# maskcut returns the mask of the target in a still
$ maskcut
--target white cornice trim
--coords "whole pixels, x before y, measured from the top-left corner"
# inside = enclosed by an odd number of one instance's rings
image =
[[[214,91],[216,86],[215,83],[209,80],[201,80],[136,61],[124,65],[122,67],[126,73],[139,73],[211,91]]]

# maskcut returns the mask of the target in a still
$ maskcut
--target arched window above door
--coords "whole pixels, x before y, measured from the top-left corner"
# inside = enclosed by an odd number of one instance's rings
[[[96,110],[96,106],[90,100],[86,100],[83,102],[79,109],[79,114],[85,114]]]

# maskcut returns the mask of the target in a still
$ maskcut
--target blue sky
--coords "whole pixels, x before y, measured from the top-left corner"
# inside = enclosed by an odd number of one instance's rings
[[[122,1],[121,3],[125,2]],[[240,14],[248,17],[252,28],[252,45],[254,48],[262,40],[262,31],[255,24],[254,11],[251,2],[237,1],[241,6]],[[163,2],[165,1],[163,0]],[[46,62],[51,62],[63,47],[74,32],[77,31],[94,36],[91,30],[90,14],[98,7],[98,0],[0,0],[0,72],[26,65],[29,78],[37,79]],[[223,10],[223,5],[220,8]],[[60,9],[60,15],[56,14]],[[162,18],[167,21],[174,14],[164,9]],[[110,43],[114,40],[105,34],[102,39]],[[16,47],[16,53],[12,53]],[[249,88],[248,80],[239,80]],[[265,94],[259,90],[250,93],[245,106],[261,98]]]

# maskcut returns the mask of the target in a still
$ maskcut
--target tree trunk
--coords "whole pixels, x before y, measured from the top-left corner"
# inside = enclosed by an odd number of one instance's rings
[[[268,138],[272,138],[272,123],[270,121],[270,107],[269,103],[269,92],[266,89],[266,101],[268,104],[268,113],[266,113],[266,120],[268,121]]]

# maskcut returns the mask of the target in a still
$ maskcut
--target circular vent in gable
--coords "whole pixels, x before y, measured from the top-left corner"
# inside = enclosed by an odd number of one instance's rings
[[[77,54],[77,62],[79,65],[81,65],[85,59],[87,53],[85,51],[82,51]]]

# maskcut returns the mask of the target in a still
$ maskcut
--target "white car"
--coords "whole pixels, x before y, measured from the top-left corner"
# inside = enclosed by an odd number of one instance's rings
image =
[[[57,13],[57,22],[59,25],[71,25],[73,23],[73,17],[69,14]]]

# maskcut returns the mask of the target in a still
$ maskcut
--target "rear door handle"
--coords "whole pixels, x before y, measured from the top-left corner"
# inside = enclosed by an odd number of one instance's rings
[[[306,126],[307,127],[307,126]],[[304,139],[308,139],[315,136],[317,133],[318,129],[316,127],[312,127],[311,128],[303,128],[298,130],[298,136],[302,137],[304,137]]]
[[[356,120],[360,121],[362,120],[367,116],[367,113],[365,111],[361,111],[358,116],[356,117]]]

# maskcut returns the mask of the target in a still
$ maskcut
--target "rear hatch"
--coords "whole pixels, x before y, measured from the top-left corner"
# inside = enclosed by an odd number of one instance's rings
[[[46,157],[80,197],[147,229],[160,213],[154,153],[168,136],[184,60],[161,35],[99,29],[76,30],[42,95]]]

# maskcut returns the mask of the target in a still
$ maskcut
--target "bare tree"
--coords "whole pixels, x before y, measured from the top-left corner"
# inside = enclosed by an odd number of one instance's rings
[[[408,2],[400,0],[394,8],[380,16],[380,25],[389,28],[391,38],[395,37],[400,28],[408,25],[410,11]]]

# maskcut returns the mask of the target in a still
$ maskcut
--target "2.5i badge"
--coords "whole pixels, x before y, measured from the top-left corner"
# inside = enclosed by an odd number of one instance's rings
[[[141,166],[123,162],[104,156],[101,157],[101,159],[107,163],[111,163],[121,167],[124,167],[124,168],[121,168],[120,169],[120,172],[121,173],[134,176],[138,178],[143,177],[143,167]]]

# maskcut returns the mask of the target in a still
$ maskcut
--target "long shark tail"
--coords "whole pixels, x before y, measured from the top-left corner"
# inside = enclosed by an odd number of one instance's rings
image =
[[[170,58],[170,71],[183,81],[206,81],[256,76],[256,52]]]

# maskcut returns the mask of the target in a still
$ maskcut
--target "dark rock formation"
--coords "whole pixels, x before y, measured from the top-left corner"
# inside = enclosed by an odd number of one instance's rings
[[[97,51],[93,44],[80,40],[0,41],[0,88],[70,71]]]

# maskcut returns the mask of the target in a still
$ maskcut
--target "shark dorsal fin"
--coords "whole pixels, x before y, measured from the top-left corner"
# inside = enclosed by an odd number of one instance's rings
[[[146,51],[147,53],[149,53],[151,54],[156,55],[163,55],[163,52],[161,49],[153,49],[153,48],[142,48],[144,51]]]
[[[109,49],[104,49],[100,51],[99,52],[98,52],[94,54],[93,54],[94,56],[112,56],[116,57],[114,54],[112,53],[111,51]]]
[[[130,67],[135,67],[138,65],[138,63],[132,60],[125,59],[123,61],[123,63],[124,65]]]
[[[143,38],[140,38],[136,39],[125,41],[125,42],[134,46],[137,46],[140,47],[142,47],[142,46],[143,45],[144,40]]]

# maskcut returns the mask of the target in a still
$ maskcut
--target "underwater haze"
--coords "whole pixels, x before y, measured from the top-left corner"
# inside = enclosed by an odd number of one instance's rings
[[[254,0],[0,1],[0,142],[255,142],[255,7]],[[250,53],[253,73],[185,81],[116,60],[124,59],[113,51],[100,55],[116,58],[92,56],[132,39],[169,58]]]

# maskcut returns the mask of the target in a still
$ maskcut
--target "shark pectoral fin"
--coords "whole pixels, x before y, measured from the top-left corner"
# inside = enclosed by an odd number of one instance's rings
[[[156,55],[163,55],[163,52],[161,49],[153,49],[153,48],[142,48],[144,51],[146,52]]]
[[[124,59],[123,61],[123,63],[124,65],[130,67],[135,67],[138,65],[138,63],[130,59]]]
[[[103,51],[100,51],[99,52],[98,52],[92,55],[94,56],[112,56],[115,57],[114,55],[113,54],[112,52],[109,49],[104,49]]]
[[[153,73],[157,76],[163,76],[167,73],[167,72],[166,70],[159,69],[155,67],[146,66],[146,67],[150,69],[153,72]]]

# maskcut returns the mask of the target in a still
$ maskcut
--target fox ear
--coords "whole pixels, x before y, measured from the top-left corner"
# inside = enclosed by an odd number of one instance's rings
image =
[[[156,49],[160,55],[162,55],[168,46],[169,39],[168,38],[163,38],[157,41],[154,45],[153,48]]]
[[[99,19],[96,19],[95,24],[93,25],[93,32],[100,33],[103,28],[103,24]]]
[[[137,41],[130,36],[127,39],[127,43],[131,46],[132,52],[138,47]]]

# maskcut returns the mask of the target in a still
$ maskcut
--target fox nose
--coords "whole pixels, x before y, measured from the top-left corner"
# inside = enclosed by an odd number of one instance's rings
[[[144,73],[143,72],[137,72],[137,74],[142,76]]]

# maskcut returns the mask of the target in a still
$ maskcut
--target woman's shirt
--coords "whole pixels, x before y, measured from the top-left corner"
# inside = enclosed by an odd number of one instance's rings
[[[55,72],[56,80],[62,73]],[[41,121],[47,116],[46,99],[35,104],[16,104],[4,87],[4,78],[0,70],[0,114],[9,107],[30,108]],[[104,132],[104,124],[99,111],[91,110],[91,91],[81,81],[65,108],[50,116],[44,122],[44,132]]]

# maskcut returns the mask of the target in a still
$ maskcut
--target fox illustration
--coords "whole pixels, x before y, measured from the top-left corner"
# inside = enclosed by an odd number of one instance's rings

Work to be completed:
Every record should be repeated exactly; please leave none out.

Result of this task:
# maskcut returns the mask of the target in a still
$ maskcut
--target white cornice trim
--coords "whole pixels, x before y, measured from the top-left corner"
# inside = enclosed by an odd number of one instance's rings
image =
[[[214,91],[216,86],[215,83],[209,80],[201,80],[136,61],[124,65],[122,67],[126,73],[139,73],[211,91]]]

# maskcut returns the mask of the target in a still
$ maskcut
--target arched window above door
--coords "whole pixels, x before y, measured from the top-left corner"
# inside = enclosed by an odd number of one instance's rings
[[[96,110],[96,106],[90,100],[86,100],[83,102],[79,109],[79,114],[85,114]]]

# maskcut returns the mask of the target in a still
$ maskcut
--target blue sky
--coords "whole pixels, x before y, measured from the top-left corner"
# inside = enclosed by an odd number of one instance's rings
[[[122,1],[121,3],[125,2]],[[240,14],[248,17],[252,28],[252,45],[254,48],[262,40],[262,31],[255,24],[254,11],[251,2],[237,1],[241,6]],[[163,2],[165,1],[163,0]],[[46,62],[51,62],[63,47],[74,32],[77,31],[94,36],[91,30],[90,14],[98,7],[98,0],[0,0],[0,72],[26,65],[29,78],[37,79]],[[223,10],[223,5],[220,8]],[[60,9],[60,15],[56,14]],[[162,18],[167,21],[174,14],[164,9]],[[110,43],[114,40],[105,34],[102,39]],[[16,47],[16,53],[12,53]],[[249,88],[248,80],[239,80]],[[265,94],[259,90],[250,93],[245,106],[261,98]]]

# maskcut returns the mask of the target in a still
$ maskcut
--target tree trunk
--coords "whole pixels, x before y, measured from the top-left corner"
# inside = enclosed by an odd number of one instance's rings
[[[268,138],[272,138],[272,123],[270,121],[270,107],[269,103],[269,92],[266,89],[266,101],[268,104],[268,113],[266,113],[266,120],[268,121]]]

# maskcut returns the mask of the target in a still
$ maskcut
--target circular vent in gable
--coords "whole pixels, x before y, measured from the top-left corner"
# inside = enclosed by an odd number of one instance's rings
[[[77,54],[77,62],[79,65],[81,65],[85,59],[87,53],[85,51],[82,51]]]

# maskcut returns the mask of the target in a still
$ maskcut
--target "white car"
--coords "whole pixels, x before y, measured from the top-left corner"
# inside = enclosed by an odd number of one instance's rings
image =
[[[57,13],[57,22],[59,25],[71,25],[73,23],[73,17],[69,14]]]

# maskcut returns the mask of the target in a still
$ maskcut
--target "rear door handle"
--coords "whole pixels, x before y, measured from the top-left corner"
# inside = enclosed by an odd number of one instance's rings
[[[306,126],[307,127],[307,126]],[[304,139],[308,139],[315,136],[317,133],[318,129],[316,127],[312,127],[311,128],[303,128],[298,130],[298,136],[302,137],[304,137]]]
[[[356,120],[360,121],[362,120],[367,116],[367,113],[365,111],[361,111],[358,116],[356,117]]]

# maskcut returns the mask of the target in a still
$ maskcut
--target "rear hatch"
--coords "whole pixels, x before y, measured from the top-left corner"
# inside = enclosed by an odd number of one instance's rings
[[[46,157],[80,197],[147,229],[160,213],[154,153],[168,136],[184,60],[161,35],[99,29],[76,30],[42,95]]]

# maskcut returns the mask of the target in a still
$ maskcut
--target "bare tree"
--coords "whole pixels, x before y, measured from the top-left corner"
# inside = enclosed by an odd number of one instance's rings
[[[408,2],[400,0],[394,8],[380,16],[380,25],[389,28],[391,38],[395,37],[400,28],[408,25],[410,11]]]

# maskcut returns the mask of the target in a still
$ maskcut
--target "2.5i badge"
--coords "whole pixels, x before y, measured from the top-left corner"
# inside = enclosed by an odd number of one instance's rings
[[[141,166],[123,162],[104,156],[101,157],[101,159],[107,163],[111,163],[121,167],[124,167],[124,168],[121,168],[120,169],[120,172],[121,173],[134,176],[138,178],[143,177],[143,167]]]

# maskcut returns the mask of the target in a still
$ maskcut
--target "long shark tail"
--coords "whole pixels, x before y, measured from the top-left corner"
# inside = enclosed by an odd number of one instance's rings
image =
[[[170,58],[170,71],[183,81],[206,81],[256,76],[256,52]]]

# maskcut returns the mask of the target in a still
$ maskcut
--target "dark rock formation"
--coords "whole pixels, x before y, measured from the top-left corner"
# inside = enclosed by an odd number of one instance's rings
[[[97,51],[93,44],[80,40],[0,41],[0,88],[70,71]]]

# maskcut returns the mask of the target in a still
$ maskcut
--target "shark dorsal fin"
--coords "whole pixels, x before y, measured from the top-left corner"
# inside = enclosed by an odd number of one instance's rings
[[[146,51],[147,53],[149,53],[151,54],[156,55],[163,55],[163,52],[161,49],[153,49],[153,48],[142,48],[144,51]]]
[[[109,49],[104,49],[100,51],[99,52],[98,52],[94,54],[93,54],[94,56],[112,56],[116,57],[114,54],[112,53],[111,51]]]
[[[130,67],[135,67],[138,65],[138,63],[132,60],[125,59],[123,61],[123,63],[124,65]]]
[[[143,38],[140,38],[136,39],[125,41],[125,42],[134,46],[137,46],[140,47],[142,47],[142,46],[143,45],[144,40]]]

# maskcut returns the mask of the target in a still
$ maskcut
--target "underwater haze"
--coords "whole pixels, x before y, measured from the top-left corner"
# inside = enclosed by an odd number of one instance's rings
[[[254,0],[0,1],[0,142],[255,142],[255,7]],[[250,53],[253,73],[185,81],[116,60],[124,59],[113,51],[100,55],[116,58],[92,56],[132,39],[169,58]]]

# maskcut returns the mask of the target in a still
$ maskcut
--target "shark pectoral fin"
--coords "whole pixels, x before y, measured from the top-left corner"
# inside = enclosed by an odd number of one instance's rings
[[[156,55],[163,55],[163,52],[161,49],[153,49],[153,48],[142,48],[144,51],[146,52]]]
[[[124,59],[123,61],[123,63],[124,65],[130,67],[135,67],[138,65],[138,63],[130,59]]]
[[[103,51],[100,51],[99,52],[98,52],[92,55],[94,56],[112,56],[115,57],[114,55],[113,54],[112,52],[109,49],[104,49]]]
[[[153,73],[157,76],[163,76],[167,73],[167,72],[166,70],[159,69],[155,67],[146,66],[146,67],[150,69],[153,72]]]

# maskcut returns the mask of the target in a still
$ maskcut
--target fox ear
--coords "whole pixels, x before y, measured from the top-left corner"
# inside = enclosed by an odd number of one instance's rings
image =
[[[156,49],[160,55],[162,55],[168,46],[169,39],[168,38],[163,38],[157,41],[154,45],[153,48]]]
[[[99,19],[96,19],[95,24],[93,25],[93,32],[100,33],[103,28],[103,24]]]
[[[137,41],[130,36],[127,39],[127,43],[131,46],[132,52],[138,47]]]

# maskcut returns the mask of the target in a still
$ maskcut
--target fox nose
--coords "whole pixels, x before y, measured from the top-left corner"
# inside = enclosed by an odd number of one instance's rings
[[[144,73],[143,72],[137,72],[137,74],[142,76]]]

# maskcut returns the mask of the target in a still
$ maskcut
--target woman's shirt
--coords "whole pixels, x before y, measured from the top-left corner"
# inside = enclosed by an odd number of one instance's rings
[[[55,72],[56,80],[62,73]],[[41,121],[47,116],[46,99],[35,104],[16,104],[4,87],[4,78],[0,70],[0,114],[9,107],[30,108]],[[104,132],[104,124],[99,111],[91,110],[91,91],[81,81],[65,108],[50,116],[44,122],[44,132]]]

# maskcut returns the mask of the target in a still
$ maskcut
--target fox illustration
--coords "whole pixels, x before y, measured from the top-left corner"
# inside = enclosed by an odd number of one instance's rings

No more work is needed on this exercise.